*PROVIDED PASSAGE*:
# Finished trimtex project



## smisner50s (Jan 6, 2011)

Here are some pic of a job i finished up a few weeks back..we did the framing. Hanging.finishing.painting .kitchen .and trim work.drywall returned bathroom door..that is trimtex drywall crown molding sweet stuff.bullnose everywhere..tearaway modifyed to make the archways around the doors...builders solution for the primer...and swp casmear paint for topcoat..super paint for the trim work


----------



## smisner50s (Jan 6, 2011)

Some more


----------



## smisner50s (Jan 6, 2011)

More more


----------



## chris (Apr 13, 2011)

very nice:thumbsup:


----------



## cdwoodcox (Jan 3, 2011)

Nice looking work. I have been wanting to use that crown but every builder wants wood. Maybe I'll use your pics to show how clean and seamless it looks.:thumbsup:


----------



## 2buckcanuck (Jul 9, 2010)

I like the look of the doors, that's sweet, going to half to steal that ideal

And since your a general contractor, what would be the price difference between doing the crown in wood vs the trimtex crown molding (% wise)

Do you half to paint the trimtex crown, or can you get away without doing that, maybe that's part of the cost saving.

And did you use a laser for the cut line with the paint on the bull nose, or not.

Last job I had to ,,,,,,cough,,cough paint:blink:, the builder wanted the cut line on the middle of the bullnose, told him that was stupid. Wish you had these pics up a few months ago, so I could of showed him:yes:

Looks really really excellent:thumbsup:


----------



## SlimPickins (Aug 10, 2010)

Your execution of all these details is fantastic. 

I will refrain from commenting on the design.


----------



## mudslingr (Jul 18, 2010)

Very well done ! Looks sharp !:thumbup:


----------



## Kiwiman (Jun 14, 2008)

Well done sir :thumbsup:


----------



## cazna (Mar 28, 2010)

Mate, Thats awsome, Great work, Well done.

I do have one bug though, But this is only a personal thing so im not taking the p!ss or saying anythings wrong, So no need to call me a  or a  Its all awsome :thumbsup: But for me those external corners at the top of the ceiling were it meets the trim and at the bottom where it meets the skirting, See how the square turns to round, I think that looks all wrong, To me the square part should be cut off so the point where it goes from square to round is only just below or above the trim, Its a round look they want so why add that that 3 inches of square???

This is the only time i have been able to mention this and i was wondering if anyone thought the same or am i just being an over fussy .
There, i called myself a name so you dont have to.


----------



## Kiwiman (Jun 14, 2008)

cazna said:


> Mate, Thats awsome, Great work, Well done.
> 
> I do have one bug though, But this is only a personal thing so im not taking the p!ss or saying anythings wrong, So no need to call me a  or a  Its all awsome :thumbsup: But for me those external corners at the top of the ceiling were it meets the trim and at the bottom where it meets the skirting, See how the square turns to round, I think that looks all wrong, To me the square part should be cut off so the point where it goes from square to round is only just below or above the trim, Its a round look they want so why add that that 3 inches of square???
> 
> ...

*Data lines*:
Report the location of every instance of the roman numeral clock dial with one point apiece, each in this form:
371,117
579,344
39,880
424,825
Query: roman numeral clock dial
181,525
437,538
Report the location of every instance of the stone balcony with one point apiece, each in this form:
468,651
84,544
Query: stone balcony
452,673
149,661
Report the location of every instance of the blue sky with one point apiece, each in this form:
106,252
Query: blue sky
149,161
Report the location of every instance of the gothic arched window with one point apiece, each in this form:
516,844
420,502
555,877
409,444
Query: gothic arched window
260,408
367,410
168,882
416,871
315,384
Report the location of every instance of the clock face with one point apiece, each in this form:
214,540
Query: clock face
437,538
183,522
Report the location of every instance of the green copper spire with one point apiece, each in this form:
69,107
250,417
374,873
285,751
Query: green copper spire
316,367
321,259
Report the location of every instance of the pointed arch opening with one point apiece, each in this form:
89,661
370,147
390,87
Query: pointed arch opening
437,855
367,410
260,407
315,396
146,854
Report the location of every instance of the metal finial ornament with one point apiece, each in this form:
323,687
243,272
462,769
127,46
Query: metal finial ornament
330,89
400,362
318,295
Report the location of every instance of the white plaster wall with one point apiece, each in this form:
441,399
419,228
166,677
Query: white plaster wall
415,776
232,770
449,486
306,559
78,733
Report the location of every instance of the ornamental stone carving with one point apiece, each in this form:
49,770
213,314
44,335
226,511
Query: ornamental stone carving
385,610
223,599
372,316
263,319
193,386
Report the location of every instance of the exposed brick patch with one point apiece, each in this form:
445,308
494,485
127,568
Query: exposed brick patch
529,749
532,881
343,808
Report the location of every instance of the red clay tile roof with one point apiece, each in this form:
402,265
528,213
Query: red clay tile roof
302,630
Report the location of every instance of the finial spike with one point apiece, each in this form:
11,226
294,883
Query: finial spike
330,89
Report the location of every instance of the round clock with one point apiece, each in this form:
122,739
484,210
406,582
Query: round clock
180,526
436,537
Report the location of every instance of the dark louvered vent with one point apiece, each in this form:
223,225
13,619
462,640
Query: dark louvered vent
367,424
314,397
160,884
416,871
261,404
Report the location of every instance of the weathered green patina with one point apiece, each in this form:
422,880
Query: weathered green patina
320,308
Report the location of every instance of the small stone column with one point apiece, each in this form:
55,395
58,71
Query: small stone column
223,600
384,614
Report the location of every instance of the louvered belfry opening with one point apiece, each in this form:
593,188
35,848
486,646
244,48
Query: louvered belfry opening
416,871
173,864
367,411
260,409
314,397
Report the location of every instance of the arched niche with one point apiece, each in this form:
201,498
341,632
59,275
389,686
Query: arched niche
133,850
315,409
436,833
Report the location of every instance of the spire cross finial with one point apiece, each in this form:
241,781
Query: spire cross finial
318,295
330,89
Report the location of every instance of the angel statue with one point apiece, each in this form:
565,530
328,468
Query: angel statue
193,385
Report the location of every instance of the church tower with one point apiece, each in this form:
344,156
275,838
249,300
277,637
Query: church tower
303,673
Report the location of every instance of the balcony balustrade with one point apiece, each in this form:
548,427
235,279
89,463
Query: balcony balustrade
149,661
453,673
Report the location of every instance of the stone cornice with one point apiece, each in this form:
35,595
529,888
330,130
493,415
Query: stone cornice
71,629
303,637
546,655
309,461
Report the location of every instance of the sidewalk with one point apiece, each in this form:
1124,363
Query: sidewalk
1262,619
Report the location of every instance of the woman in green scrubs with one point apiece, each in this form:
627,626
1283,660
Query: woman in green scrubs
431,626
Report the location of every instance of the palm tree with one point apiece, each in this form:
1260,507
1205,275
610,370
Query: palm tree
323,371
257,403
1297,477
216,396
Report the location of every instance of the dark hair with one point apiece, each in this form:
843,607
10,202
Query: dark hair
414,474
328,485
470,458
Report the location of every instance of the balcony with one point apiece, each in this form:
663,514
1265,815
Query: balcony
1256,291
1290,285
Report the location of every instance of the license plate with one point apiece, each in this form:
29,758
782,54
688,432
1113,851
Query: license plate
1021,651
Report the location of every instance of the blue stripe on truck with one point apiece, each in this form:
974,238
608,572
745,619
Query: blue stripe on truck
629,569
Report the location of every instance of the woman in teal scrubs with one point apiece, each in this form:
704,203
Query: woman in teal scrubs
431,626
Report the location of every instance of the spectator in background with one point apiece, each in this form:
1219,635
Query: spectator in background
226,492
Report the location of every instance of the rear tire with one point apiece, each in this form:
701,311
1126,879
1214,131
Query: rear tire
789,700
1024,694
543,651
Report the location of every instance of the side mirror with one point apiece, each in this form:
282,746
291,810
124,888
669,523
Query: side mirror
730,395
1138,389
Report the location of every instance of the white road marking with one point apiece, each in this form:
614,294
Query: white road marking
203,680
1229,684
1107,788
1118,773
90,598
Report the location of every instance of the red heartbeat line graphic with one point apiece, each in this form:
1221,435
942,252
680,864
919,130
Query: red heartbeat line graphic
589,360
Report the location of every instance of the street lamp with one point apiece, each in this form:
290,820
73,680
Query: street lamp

*WHAT YOU HAVE TO DO*:
Repeat the forum thread word for word, from "## cdwoodcox (Jan" up to and including "(Jul 9, 2010)". The entries stand apart from the forum thread.

*FINISHED TASK*:
## cdwoodcox (Jan 3, 2011)

Nice looking work. I have been wanting to use that crown but every builder wants wood. Maybe I'll use your pics to show how clean and seamless it looks.:thumbsup:


----------



## 2buckcanuck (Jul 9, 2010)